### Selected excerpt

○ ○ ○ ○

Neighbourhood wardens are a hit with residents, but now they must offer hard evidence of their value, says Chris Gray

The public love them, the government champions them, and even initially suspicious police officers now view them as allies in the fight against crime.

Neighbourhood wardens, street wardens, street crime wardens - call them what you will - have arrived. More than 3,000 wardens in nearly 500 schemes patrol everywhere from Merseyside housing estates to the riverbank around London's Tate Modern, providing a reassuring presence in crime hot spots and keeping an eye on the environment.

Wardens have enthusiastically been adopted by councils since the ODPM and Home Office made the first instalment of grants totalling£91m available four years ago.

They have proved universally popular with voters - except perhaps those on the receiving end of fixed penalty notices handed out by wardens with enforcement powers. However, despite their popularity, wardens face a moment of truth.

Government financial support for all but 36 of the 245 schemes that received central help will run out by next April. Councils must decide if they can justify using their own 'mainstream' money to keep their public spirited, bright-jacket wearing patrols on the streets.

○ ○ ○ ○

### Provided data
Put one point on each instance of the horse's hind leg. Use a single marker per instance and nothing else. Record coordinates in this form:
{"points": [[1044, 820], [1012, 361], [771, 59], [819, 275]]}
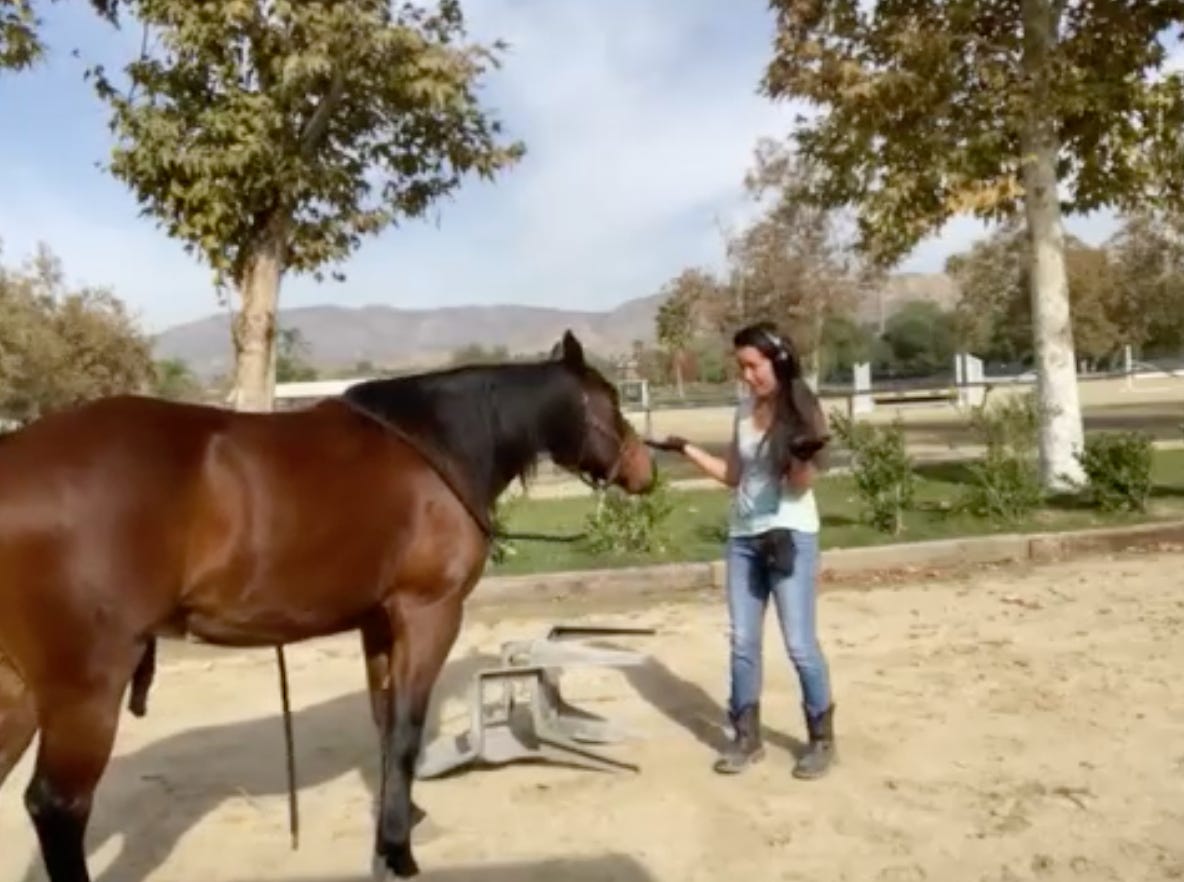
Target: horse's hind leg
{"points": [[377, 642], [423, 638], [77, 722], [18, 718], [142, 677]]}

○ ○ ○ ○

### Your tasks
a) The piece on neighbourhood wardens gives several names that wardens go by. List every one of them.
b) Pick up the piece on neighbourhood wardens right after its final sentence and keep writing it.
You can leave the lines above aside.

### Answers to the exercise
a) Neighbourhood wardens, street wardens, street crime wardens

b)
It means wardens will have to demonstrate their worth as never before. If council tax money is to be diverted from environmental services, housing or regeneration budgets to keep them going, they will need to show hard evidence of how they have made savings through cleaning up an estate, encouraging businesses into an area by cutting crime, or reducing the number of void properties.

It has so far proved notoriously difficult to demonstrate beyond doubt that improvements in crime statistics or environmental conditions are the result of a group of wardens. One council privately accepts it has been 'throwing money' at wardens believing they are bringing dramatic improvements but with, so far, no concrete proof to support their faith .

Attempts to evaluate the schemes on a national scale have found they do bring benefits in reassuring the public and tackling the fear of crime. An ODPM study released last week found a 28% drop in crime in the first wave of 84 areas to have neighbourhood wardens, along with a 10% drop in fear of street crime.

Despite Whitehall's supportive attitude, there are fears that schemes will fall by the wayside when the government money runs out.

Andrew Cutten, policy officer at the Local Government Information Unit, says if councils cannot find mainstream funding for warden schemes they could be wound up - just as they were being accepted and working well.

'They are making a valuable contribution to local communities in terms of reassuring the public at a time when the fear of crime is going up but rates are going down. They do fulfil some form of civic duty at a time when we are not seeing very many people in these roles.

'The concern with the present system of funding is that each time it becomes vulnerable there is a worry that expectations could have been raised only to be removed. The money needs to be mainstreamed into core areas.'

For that to happen warden scheme managers will need to find some solid statistics demonstrating their worth in terms of hard cash.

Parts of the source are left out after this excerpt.